*Excerpt provided*.
┌──

Removing Odor Naturally
I'm always surprised at the chemical companies that offer a product for removing odor. They show illustrations of dirty things that smell good, without ever talking about how clean things don't have a bad smell to begin with.
That's not to say there aren't occasions when we need to neutralize odor, but it's about cleaning and freshening up, not "covering up odors", which is what products such as Febreze actually do - they don't remove the molecules causing the odor, just 'trap' it within chemicals so that you can't smell it anymore.
And then, of course, are the dangerous effects of using chemicals in our home. As explained in this article on Febreze, such products contain chemicals that can be linked to everything from cancer to auto-immune disorders.
And think about this: We're not suppose to inhale chemicals, but the entire purpose of air freshners, such as Febreze, is to inhale it in order to smell it!
There is a healthy alternative. Below are the natural ways of removing odor without having to resort to using a dangerous chemical in your home, especially one whose entire purpose is to inhale it.

└──

*Exercise set*.
1. In the text on removing odor naturally, reproduce everything from "And then, of" down to "to auto-immune disorders.", swapping "Febreze" for "aerosol fresheners".
2. Answer from the text on removing odor naturally:
(a) Instead of removing the molecules that cause an odor, what do products such as Febreze do?
(b) The chemicals in such products can be linked to everything from what to what?
(c) What is the entire purpose of air fresheners?

*Source information*.

┌──

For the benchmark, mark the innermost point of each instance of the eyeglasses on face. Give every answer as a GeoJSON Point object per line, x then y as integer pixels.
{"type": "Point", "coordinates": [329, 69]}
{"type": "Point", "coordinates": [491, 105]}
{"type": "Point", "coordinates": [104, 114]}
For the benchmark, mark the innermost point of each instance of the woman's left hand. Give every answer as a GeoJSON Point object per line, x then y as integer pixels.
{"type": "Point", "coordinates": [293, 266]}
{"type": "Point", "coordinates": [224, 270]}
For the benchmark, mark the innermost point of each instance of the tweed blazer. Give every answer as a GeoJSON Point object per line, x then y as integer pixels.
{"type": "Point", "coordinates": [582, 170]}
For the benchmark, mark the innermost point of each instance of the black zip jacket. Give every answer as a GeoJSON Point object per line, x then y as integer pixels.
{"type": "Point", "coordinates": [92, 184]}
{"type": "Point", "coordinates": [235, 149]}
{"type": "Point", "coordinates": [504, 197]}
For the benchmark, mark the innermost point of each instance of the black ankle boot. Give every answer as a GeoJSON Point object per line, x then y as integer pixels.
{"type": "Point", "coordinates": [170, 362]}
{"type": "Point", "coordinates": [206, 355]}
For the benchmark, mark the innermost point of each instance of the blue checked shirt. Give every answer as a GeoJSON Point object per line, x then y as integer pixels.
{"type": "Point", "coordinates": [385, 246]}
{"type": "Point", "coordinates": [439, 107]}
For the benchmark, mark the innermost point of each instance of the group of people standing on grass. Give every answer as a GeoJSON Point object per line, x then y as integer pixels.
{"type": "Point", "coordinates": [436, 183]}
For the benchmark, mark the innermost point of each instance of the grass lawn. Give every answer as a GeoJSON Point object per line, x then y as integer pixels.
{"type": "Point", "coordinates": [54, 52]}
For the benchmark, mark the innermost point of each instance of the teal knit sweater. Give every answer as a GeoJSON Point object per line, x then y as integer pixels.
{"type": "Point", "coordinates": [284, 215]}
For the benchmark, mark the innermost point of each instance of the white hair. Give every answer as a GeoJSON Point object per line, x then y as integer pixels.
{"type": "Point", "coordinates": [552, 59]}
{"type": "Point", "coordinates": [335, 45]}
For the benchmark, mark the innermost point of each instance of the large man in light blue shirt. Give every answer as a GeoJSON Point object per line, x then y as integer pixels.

└──

*Responses to the tasks*.
1.
And then, of course, are the dangerous effects of using chemicals in our home. As explained in this article on aerosol fresheners, such products contain chemicals that can be linked to everything from cancer to auto-immune disorders.

2.
(a) They trap the odor within chemicals so it can no longer be smelled.
(b) From cancer to auto-immune disorders.
(c) To be inhaled so that they can be smelled.